Document section:
>>

# Bug: GPU-Z does not retain its icon when the Windows shell is restarted



## Naki (Feb 17, 2013)

It seems I found a bug. I am using Windows 7 64-bit SP1, Ultimate and have GPU-Z set to not automatically run on Windows startup - I run it manually myself.
Sometimes I need to close my Windows 7 shell (Explorer.exe), then run it again.
When I do that, all other Notification Area icons come back (including an icon of a CPU-monitoring program, plus Sound/Network/Storage/Safely Remove icons, plus several instant messenger apps, plus several other apps) after I re-run Explorer.exe from the Task Manager, but not the GPU-Z icon. 
So I have no way to continue except kill GPU-Z.exe process from the Task Manager, then run GPU-Z again.

*Expected:* For the GPU-Z Notification area icon to come back when you do this, the way all of my other programs do. Thanks!!
*How to do it in C++: * (relevant section - Taskbar Creation Notification)
http://msdn.microsoft.com/en-us/library/cc144179(v=vs.85).aspx
General info on Tray/Notification area icons is here:
http://msdn.microsoft.com/en-us/library/windows/desktop/ee330740(v=vs.85).aspx


EDIT: I am also attaching some screenshots.


----------



## Phusius (Feb 17, 2013)

Naki said:


> It seems I found a bug.
> Sometimes I need to close my Windows 7 shell (Explorer.exe), then run it again.
> When I do that, all other Notification Area icons come back after I re-run Explorer.exe from the Task Manager, but not the GPU-Z icon. Please fix this, so that the icon comes back when you do this. Thanks!!



What are you doing closing explorer.exe so often?  I just am curious, I have only had to do it once before through Command Prompts and it was only a one time thing to make sure Open DNS was done correctly.


----------



## Naki (Feb 17, 2013)

I am having a strange issue where when I use the Windows 7 Magnifier tool in Dock mode, all maximized windows overlap the Taskbar when I exit the Magnifier tool. This happens even though the Windows 7 Taskbar is NOT set to Auto-hide.
The only way to continue is to restart the Windows 7 shell, log off then back on, or restart the PC.
Restarting the shell is the quickest way of these three and it keeps all programs running, so I am doing that.

<<

Given information:
>>

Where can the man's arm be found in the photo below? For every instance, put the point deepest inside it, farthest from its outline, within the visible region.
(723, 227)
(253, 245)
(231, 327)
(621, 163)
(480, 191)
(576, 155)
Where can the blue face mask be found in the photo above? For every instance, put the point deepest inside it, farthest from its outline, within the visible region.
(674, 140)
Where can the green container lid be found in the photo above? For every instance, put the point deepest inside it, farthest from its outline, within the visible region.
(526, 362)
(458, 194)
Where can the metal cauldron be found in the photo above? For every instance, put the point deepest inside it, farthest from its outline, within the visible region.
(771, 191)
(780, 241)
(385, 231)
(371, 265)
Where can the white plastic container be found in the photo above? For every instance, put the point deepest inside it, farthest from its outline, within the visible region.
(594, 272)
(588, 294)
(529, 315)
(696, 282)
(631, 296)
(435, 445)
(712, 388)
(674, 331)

<<
>>

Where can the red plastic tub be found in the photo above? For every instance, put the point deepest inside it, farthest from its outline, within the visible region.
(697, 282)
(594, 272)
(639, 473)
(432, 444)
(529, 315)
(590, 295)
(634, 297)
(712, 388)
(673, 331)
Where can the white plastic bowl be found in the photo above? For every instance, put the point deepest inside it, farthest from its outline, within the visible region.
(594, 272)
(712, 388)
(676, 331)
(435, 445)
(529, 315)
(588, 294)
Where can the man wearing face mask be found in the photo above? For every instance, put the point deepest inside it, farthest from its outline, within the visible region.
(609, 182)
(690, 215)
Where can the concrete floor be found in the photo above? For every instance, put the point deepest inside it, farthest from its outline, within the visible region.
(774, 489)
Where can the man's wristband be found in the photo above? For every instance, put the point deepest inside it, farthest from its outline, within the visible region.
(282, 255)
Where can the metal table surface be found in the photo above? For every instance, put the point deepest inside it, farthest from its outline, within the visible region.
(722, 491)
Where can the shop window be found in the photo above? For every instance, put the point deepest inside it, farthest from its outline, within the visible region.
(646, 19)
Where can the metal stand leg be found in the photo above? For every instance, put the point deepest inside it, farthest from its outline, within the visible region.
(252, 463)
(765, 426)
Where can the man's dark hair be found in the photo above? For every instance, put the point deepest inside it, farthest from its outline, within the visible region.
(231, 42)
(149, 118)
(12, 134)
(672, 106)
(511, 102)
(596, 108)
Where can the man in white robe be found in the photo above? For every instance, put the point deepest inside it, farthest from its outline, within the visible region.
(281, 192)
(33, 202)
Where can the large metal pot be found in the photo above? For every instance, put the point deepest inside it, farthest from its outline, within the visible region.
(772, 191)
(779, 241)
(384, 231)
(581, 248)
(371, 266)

<<

Can you continue the forum thread about GPU-Z losing its notification-area icon after an Explorer restart, picking up after its final sentence rather than from the entries?

Also, I used to do this EACH time I turn on my PC, because on starting up Windows 7 would show just some of the icons that should be there in the Notification area, for example showing 10 instead of 13 icons. The missing icons were different each time. However, it seems this 2nd issue disappeared when I moved from a HDD to a SSD for my main OS drive.

EDIT: By the way, I am restarting the Windows shell this way:
Method 1)
Just kill all explorer.exe instances using Task Manager, choosing End Process (NOT End Process Tree, because it will kill all apps too).
Then run explorer.exe again.
Method 2)
Open Start menu, right-click empty area with Ctrl+Shift held, choose Exit Explorer.
Then run explorer.exe again.


----------



## Phusius (Feb 17, 2013)

You may just want to private message a guy on here named W1zzard

He is the creator of GPU-Z as far as I know, and checks his inbox regularly.


----------



## W1zzard (Feb 19, 2013)

known issue, no plans for a fix


----------



## Naki (Feb 19, 2013)

W1zzard said:


> known issue, no plans for a fix



Hmm, no plans when a fix would include 10-15 lines of code? Why?
Both Core Temp and RealTemp handle this properly.
Of 15-20 apps (this is max, usually I have just 10-15) I have in my Notification area, the only other app besides GPU-Z that is broken is ASRock XFast USB - all others work fine in this respect.

Would you fix this if we paid for it?  I offer $20.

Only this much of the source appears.